Excerpts of labeled region data

========

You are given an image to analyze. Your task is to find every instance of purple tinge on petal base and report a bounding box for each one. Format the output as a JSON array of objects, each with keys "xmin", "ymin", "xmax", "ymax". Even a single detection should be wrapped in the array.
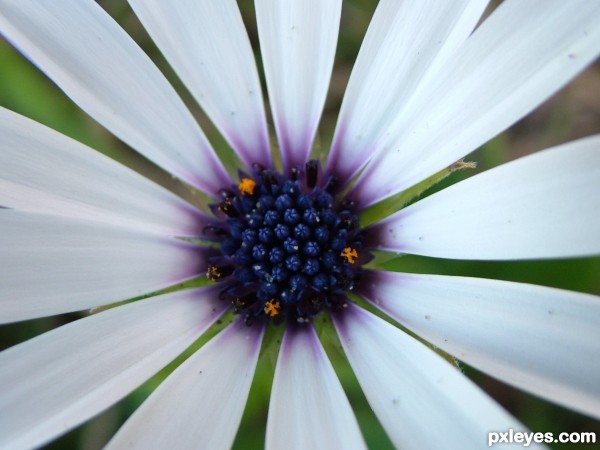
[
  {"xmin": 325, "ymin": 124, "xmax": 372, "ymax": 189},
  {"xmin": 223, "ymin": 125, "xmax": 273, "ymax": 172},
  {"xmin": 277, "ymin": 117, "xmax": 316, "ymax": 174}
]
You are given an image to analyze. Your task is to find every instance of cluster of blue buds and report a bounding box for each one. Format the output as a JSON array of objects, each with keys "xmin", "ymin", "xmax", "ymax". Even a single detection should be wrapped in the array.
[{"xmin": 204, "ymin": 160, "xmax": 371, "ymax": 325}]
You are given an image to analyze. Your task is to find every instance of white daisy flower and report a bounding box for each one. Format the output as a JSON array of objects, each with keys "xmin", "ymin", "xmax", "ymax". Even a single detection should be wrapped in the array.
[{"xmin": 0, "ymin": 0, "xmax": 600, "ymax": 449}]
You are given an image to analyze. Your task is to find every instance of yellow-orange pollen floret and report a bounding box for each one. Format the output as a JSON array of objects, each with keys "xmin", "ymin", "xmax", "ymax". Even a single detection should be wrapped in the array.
[
  {"xmin": 238, "ymin": 178, "xmax": 256, "ymax": 195},
  {"xmin": 340, "ymin": 247, "xmax": 358, "ymax": 264},
  {"xmin": 264, "ymin": 299, "xmax": 281, "ymax": 317},
  {"xmin": 206, "ymin": 266, "xmax": 223, "ymax": 281}
]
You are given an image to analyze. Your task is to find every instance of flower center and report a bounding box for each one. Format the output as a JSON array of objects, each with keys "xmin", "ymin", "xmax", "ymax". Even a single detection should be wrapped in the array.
[{"xmin": 204, "ymin": 160, "xmax": 370, "ymax": 325}]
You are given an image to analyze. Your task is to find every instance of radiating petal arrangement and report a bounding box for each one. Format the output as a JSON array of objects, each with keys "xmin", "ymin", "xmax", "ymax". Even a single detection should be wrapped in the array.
[{"xmin": 0, "ymin": 0, "xmax": 600, "ymax": 449}]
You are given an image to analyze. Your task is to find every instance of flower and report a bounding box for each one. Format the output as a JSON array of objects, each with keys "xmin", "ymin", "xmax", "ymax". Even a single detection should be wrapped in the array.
[{"xmin": 0, "ymin": 0, "xmax": 600, "ymax": 448}]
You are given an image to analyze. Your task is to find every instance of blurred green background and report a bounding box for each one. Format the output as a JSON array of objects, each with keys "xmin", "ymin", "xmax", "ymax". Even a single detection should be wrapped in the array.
[{"xmin": 0, "ymin": 0, "xmax": 600, "ymax": 450}]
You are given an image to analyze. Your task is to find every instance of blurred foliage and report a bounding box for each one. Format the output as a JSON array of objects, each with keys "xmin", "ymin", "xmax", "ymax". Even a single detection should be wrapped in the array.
[{"xmin": 0, "ymin": 0, "xmax": 600, "ymax": 450}]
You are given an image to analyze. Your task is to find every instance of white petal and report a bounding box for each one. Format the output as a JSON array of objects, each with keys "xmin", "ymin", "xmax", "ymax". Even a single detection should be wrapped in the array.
[
  {"xmin": 328, "ymin": 0, "xmax": 488, "ymax": 185},
  {"xmin": 0, "ymin": 0, "xmax": 231, "ymax": 194},
  {"xmin": 129, "ymin": 0, "xmax": 271, "ymax": 167},
  {"xmin": 361, "ymin": 273, "xmax": 600, "ymax": 417},
  {"xmin": 335, "ymin": 306, "xmax": 535, "ymax": 450},
  {"xmin": 107, "ymin": 320, "xmax": 262, "ymax": 450},
  {"xmin": 255, "ymin": 0, "xmax": 342, "ymax": 169},
  {"xmin": 371, "ymin": 135, "xmax": 600, "ymax": 260},
  {"xmin": 0, "ymin": 108, "xmax": 207, "ymax": 236},
  {"xmin": 0, "ymin": 209, "xmax": 205, "ymax": 323},
  {"xmin": 266, "ymin": 326, "xmax": 366, "ymax": 450},
  {"xmin": 0, "ymin": 289, "xmax": 223, "ymax": 450},
  {"xmin": 354, "ymin": 0, "xmax": 600, "ymax": 206}
]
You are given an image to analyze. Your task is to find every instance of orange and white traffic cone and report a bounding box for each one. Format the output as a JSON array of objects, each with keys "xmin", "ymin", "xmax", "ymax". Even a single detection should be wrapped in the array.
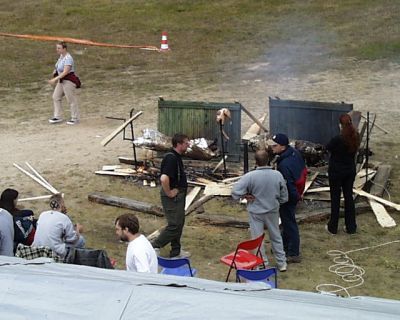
[{"xmin": 160, "ymin": 31, "xmax": 169, "ymax": 51}]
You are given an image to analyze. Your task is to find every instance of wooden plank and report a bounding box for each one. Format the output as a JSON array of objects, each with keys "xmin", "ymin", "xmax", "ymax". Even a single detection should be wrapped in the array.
[
  {"xmin": 185, "ymin": 187, "xmax": 201, "ymax": 211},
  {"xmin": 368, "ymin": 199, "xmax": 396, "ymax": 228},
  {"xmin": 101, "ymin": 111, "xmax": 143, "ymax": 147},
  {"xmin": 101, "ymin": 165, "xmax": 121, "ymax": 171},
  {"xmin": 114, "ymin": 168, "xmax": 137, "ymax": 174},
  {"xmin": 353, "ymin": 189, "xmax": 400, "ymax": 211},
  {"xmin": 370, "ymin": 165, "xmax": 392, "ymax": 196},
  {"xmin": 212, "ymin": 156, "xmax": 228, "ymax": 173},
  {"xmin": 353, "ymin": 168, "xmax": 376, "ymax": 189},
  {"xmin": 368, "ymin": 165, "xmax": 396, "ymax": 228},
  {"xmin": 196, "ymin": 214, "xmax": 249, "ymax": 229},
  {"xmin": 204, "ymin": 182, "xmax": 233, "ymax": 196},
  {"xmin": 242, "ymin": 113, "xmax": 267, "ymax": 140},
  {"xmin": 361, "ymin": 115, "xmax": 389, "ymax": 134},
  {"xmin": 94, "ymin": 170, "xmax": 135, "ymax": 177},
  {"xmin": 88, "ymin": 193, "xmax": 164, "ymax": 217},
  {"xmin": 185, "ymin": 195, "xmax": 214, "ymax": 215},
  {"xmin": 303, "ymin": 171, "xmax": 319, "ymax": 194},
  {"xmin": 18, "ymin": 194, "xmax": 53, "ymax": 202},
  {"xmin": 307, "ymin": 187, "xmax": 331, "ymax": 193},
  {"xmin": 240, "ymin": 104, "xmax": 268, "ymax": 132},
  {"xmin": 25, "ymin": 161, "xmax": 59, "ymax": 193}
]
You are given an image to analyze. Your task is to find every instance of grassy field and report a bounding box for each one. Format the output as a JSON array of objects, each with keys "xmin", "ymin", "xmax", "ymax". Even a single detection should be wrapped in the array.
[{"xmin": 0, "ymin": 0, "xmax": 400, "ymax": 299}]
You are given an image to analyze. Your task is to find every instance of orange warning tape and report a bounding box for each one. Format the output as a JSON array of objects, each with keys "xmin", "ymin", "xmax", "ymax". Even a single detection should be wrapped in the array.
[{"xmin": 0, "ymin": 32, "xmax": 160, "ymax": 51}]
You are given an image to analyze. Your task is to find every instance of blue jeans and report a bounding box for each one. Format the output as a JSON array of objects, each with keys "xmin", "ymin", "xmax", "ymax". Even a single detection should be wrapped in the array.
[{"xmin": 279, "ymin": 202, "xmax": 300, "ymax": 257}]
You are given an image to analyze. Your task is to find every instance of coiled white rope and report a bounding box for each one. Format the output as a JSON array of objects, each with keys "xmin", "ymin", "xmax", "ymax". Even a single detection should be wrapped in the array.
[{"xmin": 315, "ymin": 240, "xmax": 400, "ymax": 297}]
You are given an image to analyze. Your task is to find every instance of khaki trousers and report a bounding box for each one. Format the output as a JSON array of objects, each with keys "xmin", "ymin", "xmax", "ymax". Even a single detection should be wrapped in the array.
[{"xmin": 53, "ymin": 80, "xmax": 79, "ymax": 121}]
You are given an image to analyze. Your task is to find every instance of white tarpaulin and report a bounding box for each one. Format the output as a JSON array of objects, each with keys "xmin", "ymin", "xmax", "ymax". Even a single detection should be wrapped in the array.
[{"xmin": 0, "ymin": 256, "xmax": 400, "ymax": 320}]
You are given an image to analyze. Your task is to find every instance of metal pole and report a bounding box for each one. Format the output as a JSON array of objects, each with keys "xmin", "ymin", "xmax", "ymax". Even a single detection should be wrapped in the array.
[
  {"xmin": 131, "ymin": 108, "xmax": 137, "ymax": 169},
  {"xmin": 219, "ymin": 120, "xmax": 226, "ymax": 177},
  {"xmin": 243, "ymin": 140, "xmax": 249, "ymax": 173},
  {"xmin": 365, "ymin": 111, "xmax": 369, "ymax": 183}
]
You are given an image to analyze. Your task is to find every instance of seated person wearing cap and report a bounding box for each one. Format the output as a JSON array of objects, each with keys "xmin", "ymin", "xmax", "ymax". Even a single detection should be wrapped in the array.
[
  {"xmin": 268, "ymin": 133, "xmax": 307, "ymax": 263},
  {"xmin": 32, "ymin": 194, "xmax": 85, "ymax": 258}
]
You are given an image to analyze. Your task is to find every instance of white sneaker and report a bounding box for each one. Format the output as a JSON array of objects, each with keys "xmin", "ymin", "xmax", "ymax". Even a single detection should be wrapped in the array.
[
  {"xmin": 49, "ymin": 117, "xmax": 62, "ymax": 123},
  {"xmin": 177, "ymin": 249, "xmax": 192, "ymax": 258}
]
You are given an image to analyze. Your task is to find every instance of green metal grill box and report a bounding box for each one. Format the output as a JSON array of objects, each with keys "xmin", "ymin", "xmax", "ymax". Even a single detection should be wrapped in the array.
[{"xmin": 157, "ymin": 98, "xmax": 241, "ymax": 162}]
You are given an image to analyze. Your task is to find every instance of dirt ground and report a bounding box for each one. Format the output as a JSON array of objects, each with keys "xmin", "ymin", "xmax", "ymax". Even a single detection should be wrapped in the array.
[{"xmin": 0, "ymin": 56, "xmax": 400, "ymax": 298}]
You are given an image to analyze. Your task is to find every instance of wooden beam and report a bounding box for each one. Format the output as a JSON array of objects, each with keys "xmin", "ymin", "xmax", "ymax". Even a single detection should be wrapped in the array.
[
  {"xmin": 186, "ymin": 195, "xmax": 214, "ymax": 215},
  {"xmin": 204, "ymin": 182, "xmax": 233, "ymax": 197},
  {"xmin": 94, "ymin": 170, "xmax": 136, "ymax": 177},
  {"xmin": 88, "ymin": 193, "xmax": 164, "ymax": 217},
  {"xmin": 368, "ymin": 165, "xmax": 396, "ymax": 228},
  {"xmin": 18, "ymin": 194, "xmax": 53, "ymax": 202},
  {"xmin": 13, "ymin": 163, "xmax": 58, "ymax": 194},
  {"xmin": 212, "ymin": 155, "xmax": 228, "ymax": 173},
  {"xmin": 361, "ymin": 115, "xmax": 389, "ymax": 134},
  {"xmin": 242, "ymin": 113, "xmax": 267, "ymax": 140},
  {"xmin": 240, "ymin": 104, "xmax": 268, "ymax": 132},
  {"xmin": 25, "ymin": 161, "xmax": 59, "ymax": 193},
  {"xmin": 303, "ymin": 171, "xmax": 319, "ymax": 194},
  {"xmin": 196, "ymin": 214, "xmax": 249, "ymax": 229},
  {"xmin": 101, "ymin": 111, "xmax": 143, "ymax": 147},
  {"xmin": 353, "ymin": 189, "xmax": 400, "ymax": 211}
]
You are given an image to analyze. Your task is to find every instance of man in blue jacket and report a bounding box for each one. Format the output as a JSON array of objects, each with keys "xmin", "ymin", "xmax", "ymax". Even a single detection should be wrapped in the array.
[{"xmin": 268, "ymin": 133, "xmax": 307, "ymax": 263}]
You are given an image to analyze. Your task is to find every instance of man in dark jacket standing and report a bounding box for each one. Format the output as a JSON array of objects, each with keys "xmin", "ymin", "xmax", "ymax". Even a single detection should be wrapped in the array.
[
  {"xmin": 268, "ymin": 133, "xmax": 307, "ymax": 263},
  {"xmin": 152, "ymin": 133, "xmax": 189, "ymax": 258}
]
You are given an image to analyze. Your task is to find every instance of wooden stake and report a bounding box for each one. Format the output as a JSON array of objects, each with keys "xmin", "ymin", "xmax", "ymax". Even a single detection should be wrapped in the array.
[
  {"xmin": 13, "ymin": 163, "xmax": 58, "ymax": 194},
  {"xmin": 212, "ymin": 156, "xmax": 228, "ymax": 173},
  {"xmin": 25, "ymin": 161, "xmax": 59, "ymax": 193},
  {"xmin": 101, "ymin": 111, "xmax": 143, "ymax": 147}
]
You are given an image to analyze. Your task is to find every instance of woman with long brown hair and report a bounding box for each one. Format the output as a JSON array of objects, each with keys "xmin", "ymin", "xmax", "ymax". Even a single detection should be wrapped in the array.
[{"xmin": 326, "ymin": 113, "xmax": 360, "ymax": 234}]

========

- _EXERCISE OBJECTIVE_:
Pick out every line above that contains the word "metal", and copy each one.

- _TASK OUTPUT_:
You are given an image to analyze. Your task is to find every instance of metal pole and report a bounding box for each one. Format the output as a JSON array of objects, each with keys "xmin", "ymin", "xmax", "ymax". Even a single detection should be wrapped in the array.
You are given an image to analyze. Your task is to find every instance of green metal grill box and report a bounding box for each one. Format the output as a JSON array of objects, each with keys "xmin", "ymin", "xmax", "ymax". Even a single detection should be wrapped in the array.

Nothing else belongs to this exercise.